**The data**
===
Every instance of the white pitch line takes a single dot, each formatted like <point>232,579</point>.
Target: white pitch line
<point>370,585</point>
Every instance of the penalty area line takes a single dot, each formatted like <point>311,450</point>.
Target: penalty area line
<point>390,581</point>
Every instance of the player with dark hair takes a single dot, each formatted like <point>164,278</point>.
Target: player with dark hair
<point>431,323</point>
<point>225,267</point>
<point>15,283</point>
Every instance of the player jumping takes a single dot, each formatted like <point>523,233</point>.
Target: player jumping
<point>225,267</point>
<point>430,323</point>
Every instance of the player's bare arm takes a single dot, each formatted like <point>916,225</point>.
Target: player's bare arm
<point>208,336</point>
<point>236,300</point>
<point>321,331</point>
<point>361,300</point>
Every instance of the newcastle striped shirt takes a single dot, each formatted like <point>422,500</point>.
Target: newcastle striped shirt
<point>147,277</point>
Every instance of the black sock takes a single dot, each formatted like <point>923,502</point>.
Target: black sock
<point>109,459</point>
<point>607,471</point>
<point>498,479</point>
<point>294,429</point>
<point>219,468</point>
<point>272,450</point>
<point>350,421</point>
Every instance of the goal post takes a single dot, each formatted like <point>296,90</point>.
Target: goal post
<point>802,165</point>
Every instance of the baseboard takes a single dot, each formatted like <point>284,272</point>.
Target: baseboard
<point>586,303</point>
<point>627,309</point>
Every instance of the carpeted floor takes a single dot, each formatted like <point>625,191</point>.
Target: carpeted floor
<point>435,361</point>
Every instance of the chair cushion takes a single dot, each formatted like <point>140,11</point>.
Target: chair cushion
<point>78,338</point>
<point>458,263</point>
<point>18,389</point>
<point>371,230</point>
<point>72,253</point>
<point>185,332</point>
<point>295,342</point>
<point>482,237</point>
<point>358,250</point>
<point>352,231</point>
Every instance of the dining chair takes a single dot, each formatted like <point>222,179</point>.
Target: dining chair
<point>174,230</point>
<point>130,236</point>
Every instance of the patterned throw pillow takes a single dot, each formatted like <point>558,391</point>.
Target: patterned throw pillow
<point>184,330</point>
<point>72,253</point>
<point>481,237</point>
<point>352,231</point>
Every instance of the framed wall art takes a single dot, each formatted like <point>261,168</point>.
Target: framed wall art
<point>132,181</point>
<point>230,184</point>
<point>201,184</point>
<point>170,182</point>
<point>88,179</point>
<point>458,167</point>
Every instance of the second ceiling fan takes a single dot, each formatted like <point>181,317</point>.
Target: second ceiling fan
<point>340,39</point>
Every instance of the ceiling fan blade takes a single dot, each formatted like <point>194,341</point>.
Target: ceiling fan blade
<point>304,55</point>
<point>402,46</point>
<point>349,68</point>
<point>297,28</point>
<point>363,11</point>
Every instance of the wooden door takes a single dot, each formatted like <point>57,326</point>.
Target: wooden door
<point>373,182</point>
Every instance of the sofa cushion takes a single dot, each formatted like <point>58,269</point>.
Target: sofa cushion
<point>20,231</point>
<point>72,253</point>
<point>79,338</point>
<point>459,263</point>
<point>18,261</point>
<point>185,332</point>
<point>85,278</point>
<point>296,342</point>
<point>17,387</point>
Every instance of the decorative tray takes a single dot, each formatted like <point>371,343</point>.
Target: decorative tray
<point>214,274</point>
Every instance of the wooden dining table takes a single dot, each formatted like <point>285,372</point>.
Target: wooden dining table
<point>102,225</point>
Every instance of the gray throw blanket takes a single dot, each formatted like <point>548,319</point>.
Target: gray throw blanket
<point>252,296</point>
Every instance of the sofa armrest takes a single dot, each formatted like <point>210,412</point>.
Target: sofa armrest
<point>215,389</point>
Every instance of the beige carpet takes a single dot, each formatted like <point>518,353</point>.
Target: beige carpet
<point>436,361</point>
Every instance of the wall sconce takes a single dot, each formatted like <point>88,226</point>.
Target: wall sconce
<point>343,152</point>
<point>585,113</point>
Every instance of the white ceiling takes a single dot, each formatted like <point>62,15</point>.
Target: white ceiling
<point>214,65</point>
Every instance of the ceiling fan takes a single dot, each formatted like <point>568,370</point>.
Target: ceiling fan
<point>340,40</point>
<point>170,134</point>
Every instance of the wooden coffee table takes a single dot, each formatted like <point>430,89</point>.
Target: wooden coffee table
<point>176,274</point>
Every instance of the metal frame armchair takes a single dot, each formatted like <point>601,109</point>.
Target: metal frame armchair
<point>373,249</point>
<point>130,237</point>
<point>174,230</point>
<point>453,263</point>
===
**What is required**
Rewrite the lines between the ones holding "Every instance of the newcastle" and "<point>340,39</point>", inclusive, changing "dining chair" to "kitchen chair" and leaving everything else as it is.

**Complete response**
Every instance of the newcastle striped shirt takes a single dot, each formatted like <point>422,500</point>.
Target: newcastle striped shirt
<point>147,277</point>
Every instance of the black sock takes a single dot, each formatted like <point>923,502</point>.
Target: black sock
<point>109,459</point>
<point>607,471</point>
<point>498,479</point>
<point>294,429</point>
<point>219,468</point>
<point>272,450</point>
<point>350,421</point>
Every instance of the goal post takes a single dot, each formatted like <point>296,90</point>.
Target: goal post
<point>802,165</point>
Every instance of the baseboard takes a single dot, each formatted like <point>284,272</point>.
Target: baseboard
<point>586,303</point>
<point>627,309</point>
Every instance of the carpeted floor takes a single dot, each formatted like <point>625,191</point>.
Target: carpeted floor
<point>435,361</point>
Every instance of the chair cushion takes a single dot, each formatted like <point>140,11</point>.
Target: chair cushion
<point>78,338</point>
<point>458,263</point>
<point>18,389</point>
<point>371,230</point>
<point>72,253</point>
<point>185,332</point>
<point>295,342</point>
<point>482,237</point>
<point>358,250</point>
<point>352,231</point>
Every instance of the kitchen chair takes a single dot, each formatted like <point>222,179</point>.
Target: kitchen chair
<point>174,230</point>
<point>130,236</point>
Every instance of the patterned throw pillow takes a single dot, each formatted like <point>558,391</point>.
Target: patterned throw pillow
<point>184,330</point>
<point>72,253</point>
<point>481,237</point>
<point>352,231</point>
Every instance of the framed wall art takes a single dot, each formatted like <point>261,168</point>.
Target: framed wall art
<point>132,181</point>
<point>230,184</point>
<point>201,184</point>
<point>170,182</point>
<point>88,179</point>
<point>458,167</point>
Every instance of the second ceiling fan takes a single dot, each formatted like <point>181,317</point>.
Target: second ceiling fan
<point>340,39</point>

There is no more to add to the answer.